- _DATASET EXTRACT_
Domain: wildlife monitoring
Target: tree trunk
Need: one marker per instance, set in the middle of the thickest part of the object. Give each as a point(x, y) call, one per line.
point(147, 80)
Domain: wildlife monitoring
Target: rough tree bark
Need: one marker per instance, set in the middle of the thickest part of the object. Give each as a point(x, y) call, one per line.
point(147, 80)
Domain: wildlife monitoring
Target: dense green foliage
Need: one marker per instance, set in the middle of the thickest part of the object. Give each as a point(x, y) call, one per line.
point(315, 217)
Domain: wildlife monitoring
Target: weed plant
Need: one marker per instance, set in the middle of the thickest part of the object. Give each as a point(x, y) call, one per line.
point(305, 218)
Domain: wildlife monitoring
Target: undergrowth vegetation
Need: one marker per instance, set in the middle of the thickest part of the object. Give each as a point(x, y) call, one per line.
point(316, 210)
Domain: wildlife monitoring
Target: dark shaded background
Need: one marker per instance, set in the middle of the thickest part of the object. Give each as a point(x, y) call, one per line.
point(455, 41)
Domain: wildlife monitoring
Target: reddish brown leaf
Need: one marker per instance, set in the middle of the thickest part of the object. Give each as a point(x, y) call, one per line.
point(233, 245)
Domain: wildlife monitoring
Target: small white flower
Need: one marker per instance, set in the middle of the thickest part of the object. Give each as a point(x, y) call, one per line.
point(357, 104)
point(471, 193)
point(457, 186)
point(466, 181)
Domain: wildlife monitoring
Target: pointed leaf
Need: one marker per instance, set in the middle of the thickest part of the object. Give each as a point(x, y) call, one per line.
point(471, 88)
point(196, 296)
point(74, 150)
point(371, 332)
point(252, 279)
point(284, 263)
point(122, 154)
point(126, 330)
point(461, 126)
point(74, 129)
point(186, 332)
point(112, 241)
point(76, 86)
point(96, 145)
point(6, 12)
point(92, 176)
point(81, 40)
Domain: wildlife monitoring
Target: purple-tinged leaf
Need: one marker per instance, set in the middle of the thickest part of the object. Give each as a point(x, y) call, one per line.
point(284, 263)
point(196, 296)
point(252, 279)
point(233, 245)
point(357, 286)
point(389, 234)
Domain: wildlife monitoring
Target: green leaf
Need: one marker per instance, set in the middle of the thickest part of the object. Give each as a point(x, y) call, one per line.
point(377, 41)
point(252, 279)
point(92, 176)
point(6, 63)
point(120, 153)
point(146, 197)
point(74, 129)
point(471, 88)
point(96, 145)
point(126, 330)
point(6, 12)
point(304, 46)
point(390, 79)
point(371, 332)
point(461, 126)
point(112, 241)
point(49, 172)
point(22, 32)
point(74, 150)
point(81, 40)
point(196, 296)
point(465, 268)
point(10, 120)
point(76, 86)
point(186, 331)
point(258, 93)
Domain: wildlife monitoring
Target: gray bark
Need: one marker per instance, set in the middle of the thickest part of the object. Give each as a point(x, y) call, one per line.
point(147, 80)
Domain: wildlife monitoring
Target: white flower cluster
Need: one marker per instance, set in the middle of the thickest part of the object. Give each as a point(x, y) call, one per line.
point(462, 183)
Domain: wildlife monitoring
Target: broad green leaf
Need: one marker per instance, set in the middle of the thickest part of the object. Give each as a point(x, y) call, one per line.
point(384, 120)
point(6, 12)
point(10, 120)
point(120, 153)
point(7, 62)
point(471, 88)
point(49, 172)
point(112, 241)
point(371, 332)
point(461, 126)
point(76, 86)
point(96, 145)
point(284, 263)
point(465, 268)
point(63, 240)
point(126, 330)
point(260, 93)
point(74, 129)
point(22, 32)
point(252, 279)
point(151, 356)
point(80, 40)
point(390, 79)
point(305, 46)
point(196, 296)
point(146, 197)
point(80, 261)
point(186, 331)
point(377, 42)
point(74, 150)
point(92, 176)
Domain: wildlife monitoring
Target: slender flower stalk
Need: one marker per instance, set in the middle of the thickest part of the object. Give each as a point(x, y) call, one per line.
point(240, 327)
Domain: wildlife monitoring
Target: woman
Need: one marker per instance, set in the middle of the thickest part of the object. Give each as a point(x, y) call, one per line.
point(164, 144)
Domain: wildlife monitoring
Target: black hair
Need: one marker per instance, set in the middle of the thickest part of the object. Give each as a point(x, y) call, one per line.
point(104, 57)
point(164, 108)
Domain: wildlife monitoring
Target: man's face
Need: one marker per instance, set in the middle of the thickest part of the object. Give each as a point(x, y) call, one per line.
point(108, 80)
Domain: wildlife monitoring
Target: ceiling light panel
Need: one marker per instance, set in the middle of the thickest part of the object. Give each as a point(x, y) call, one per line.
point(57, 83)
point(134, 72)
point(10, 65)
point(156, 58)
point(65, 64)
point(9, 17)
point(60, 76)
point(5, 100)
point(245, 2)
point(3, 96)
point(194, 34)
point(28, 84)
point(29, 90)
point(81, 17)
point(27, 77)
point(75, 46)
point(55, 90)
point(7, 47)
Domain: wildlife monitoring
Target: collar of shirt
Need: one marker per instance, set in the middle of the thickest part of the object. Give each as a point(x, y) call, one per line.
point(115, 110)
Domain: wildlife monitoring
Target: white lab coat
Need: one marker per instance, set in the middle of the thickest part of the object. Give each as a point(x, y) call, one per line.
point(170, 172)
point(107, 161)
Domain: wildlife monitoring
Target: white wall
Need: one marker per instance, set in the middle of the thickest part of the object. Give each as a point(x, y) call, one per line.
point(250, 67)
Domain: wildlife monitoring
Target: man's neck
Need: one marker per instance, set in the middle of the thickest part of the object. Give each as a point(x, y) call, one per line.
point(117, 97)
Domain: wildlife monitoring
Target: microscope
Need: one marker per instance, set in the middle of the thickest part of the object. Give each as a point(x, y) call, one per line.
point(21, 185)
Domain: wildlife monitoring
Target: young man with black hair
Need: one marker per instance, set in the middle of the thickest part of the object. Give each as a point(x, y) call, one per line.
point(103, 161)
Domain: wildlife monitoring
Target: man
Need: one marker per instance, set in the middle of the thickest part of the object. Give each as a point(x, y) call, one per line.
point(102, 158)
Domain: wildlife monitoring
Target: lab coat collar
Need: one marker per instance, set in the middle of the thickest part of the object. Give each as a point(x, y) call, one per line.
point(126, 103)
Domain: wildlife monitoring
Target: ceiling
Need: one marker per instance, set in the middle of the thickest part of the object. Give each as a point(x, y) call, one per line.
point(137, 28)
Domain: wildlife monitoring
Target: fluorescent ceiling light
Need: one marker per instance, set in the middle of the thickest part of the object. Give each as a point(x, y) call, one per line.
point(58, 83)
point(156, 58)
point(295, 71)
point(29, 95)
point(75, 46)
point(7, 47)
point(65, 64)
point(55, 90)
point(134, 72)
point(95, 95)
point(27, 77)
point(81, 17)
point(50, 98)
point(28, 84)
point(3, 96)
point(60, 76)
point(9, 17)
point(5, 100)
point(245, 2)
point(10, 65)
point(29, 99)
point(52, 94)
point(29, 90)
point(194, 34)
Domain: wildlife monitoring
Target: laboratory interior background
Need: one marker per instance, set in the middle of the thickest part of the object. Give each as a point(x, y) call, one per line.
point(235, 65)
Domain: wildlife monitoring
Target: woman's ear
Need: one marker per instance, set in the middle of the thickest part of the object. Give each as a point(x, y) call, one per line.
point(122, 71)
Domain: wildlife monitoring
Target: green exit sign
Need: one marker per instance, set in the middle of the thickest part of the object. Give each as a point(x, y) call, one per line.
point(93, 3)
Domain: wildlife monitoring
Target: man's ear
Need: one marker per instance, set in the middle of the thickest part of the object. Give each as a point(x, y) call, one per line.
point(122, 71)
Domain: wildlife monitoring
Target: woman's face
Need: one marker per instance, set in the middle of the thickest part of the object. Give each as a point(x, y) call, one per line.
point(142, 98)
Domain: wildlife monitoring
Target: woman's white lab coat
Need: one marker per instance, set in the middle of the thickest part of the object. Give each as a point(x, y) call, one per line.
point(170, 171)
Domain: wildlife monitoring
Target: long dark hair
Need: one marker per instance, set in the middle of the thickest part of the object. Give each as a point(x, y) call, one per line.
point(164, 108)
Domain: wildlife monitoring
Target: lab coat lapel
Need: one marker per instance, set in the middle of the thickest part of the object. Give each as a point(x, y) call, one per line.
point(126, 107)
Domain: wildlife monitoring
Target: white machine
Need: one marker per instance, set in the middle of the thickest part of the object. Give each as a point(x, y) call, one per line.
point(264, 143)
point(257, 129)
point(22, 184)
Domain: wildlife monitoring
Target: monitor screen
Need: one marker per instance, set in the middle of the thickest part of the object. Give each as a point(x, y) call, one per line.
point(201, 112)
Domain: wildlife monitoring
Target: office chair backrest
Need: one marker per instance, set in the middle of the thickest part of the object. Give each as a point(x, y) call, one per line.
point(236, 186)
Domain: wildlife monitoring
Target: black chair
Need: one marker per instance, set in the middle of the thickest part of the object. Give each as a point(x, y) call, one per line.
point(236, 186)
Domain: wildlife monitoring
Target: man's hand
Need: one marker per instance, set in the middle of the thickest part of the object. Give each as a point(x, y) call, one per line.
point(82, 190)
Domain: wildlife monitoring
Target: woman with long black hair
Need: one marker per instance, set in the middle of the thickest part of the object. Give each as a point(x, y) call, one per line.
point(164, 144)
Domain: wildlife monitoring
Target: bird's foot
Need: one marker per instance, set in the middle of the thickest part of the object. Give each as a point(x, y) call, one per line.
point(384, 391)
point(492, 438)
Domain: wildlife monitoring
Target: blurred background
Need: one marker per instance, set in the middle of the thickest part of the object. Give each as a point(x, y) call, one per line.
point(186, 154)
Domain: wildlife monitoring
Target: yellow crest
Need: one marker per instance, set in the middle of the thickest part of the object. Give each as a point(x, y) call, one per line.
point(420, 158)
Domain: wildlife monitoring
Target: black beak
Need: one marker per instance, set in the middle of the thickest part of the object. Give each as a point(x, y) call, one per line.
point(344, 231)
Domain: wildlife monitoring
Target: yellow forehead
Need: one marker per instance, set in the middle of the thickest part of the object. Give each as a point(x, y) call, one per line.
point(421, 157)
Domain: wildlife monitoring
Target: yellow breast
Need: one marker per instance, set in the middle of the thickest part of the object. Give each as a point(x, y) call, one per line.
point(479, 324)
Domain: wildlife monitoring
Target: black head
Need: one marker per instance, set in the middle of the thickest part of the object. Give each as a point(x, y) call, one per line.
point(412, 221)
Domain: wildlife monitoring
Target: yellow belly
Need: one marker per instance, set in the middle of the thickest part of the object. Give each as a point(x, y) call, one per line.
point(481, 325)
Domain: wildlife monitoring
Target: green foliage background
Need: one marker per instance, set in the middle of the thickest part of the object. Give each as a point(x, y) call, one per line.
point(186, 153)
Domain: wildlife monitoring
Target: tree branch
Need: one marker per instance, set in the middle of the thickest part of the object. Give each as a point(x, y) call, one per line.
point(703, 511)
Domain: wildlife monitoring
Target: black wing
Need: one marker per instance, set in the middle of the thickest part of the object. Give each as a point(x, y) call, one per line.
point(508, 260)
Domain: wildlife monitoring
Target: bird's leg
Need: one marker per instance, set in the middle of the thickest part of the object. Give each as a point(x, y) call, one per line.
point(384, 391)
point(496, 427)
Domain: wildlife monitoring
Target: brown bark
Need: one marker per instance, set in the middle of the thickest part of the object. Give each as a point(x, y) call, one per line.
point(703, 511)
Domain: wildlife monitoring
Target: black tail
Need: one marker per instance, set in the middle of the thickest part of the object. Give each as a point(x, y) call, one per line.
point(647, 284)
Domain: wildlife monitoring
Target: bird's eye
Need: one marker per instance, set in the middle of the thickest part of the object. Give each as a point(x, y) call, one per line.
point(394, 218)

- _AIM OF THE EXERCISE_
An exact copy of the data is needed, running from its first line through the line that holds "Target: weed plant", and nothing beyond that.

- _REPLY TO THE TASK_
Domain: wildlife monitoring
Target: tree trunk
Need: one marker per instance, set in the middle of the thickest part of the object. Give each as a point(x, y) call, one per line.
point(147, 80)
Domain: wildlife monitoring
Target: rough tree bark
Need: one marker per instance, set in the middle of the thickest part of the object. Give each as a point(x, y) call, one per line.
point(147, 80)
Domain: wildlife monitoring
Target: dense green foliage
Need: one marker per instance, set in the middle of the thickest part of the object. Give each as a point(x, y) call, one per line.
point(315, 217)
Domain: wildlife monitoring
Target: weed plant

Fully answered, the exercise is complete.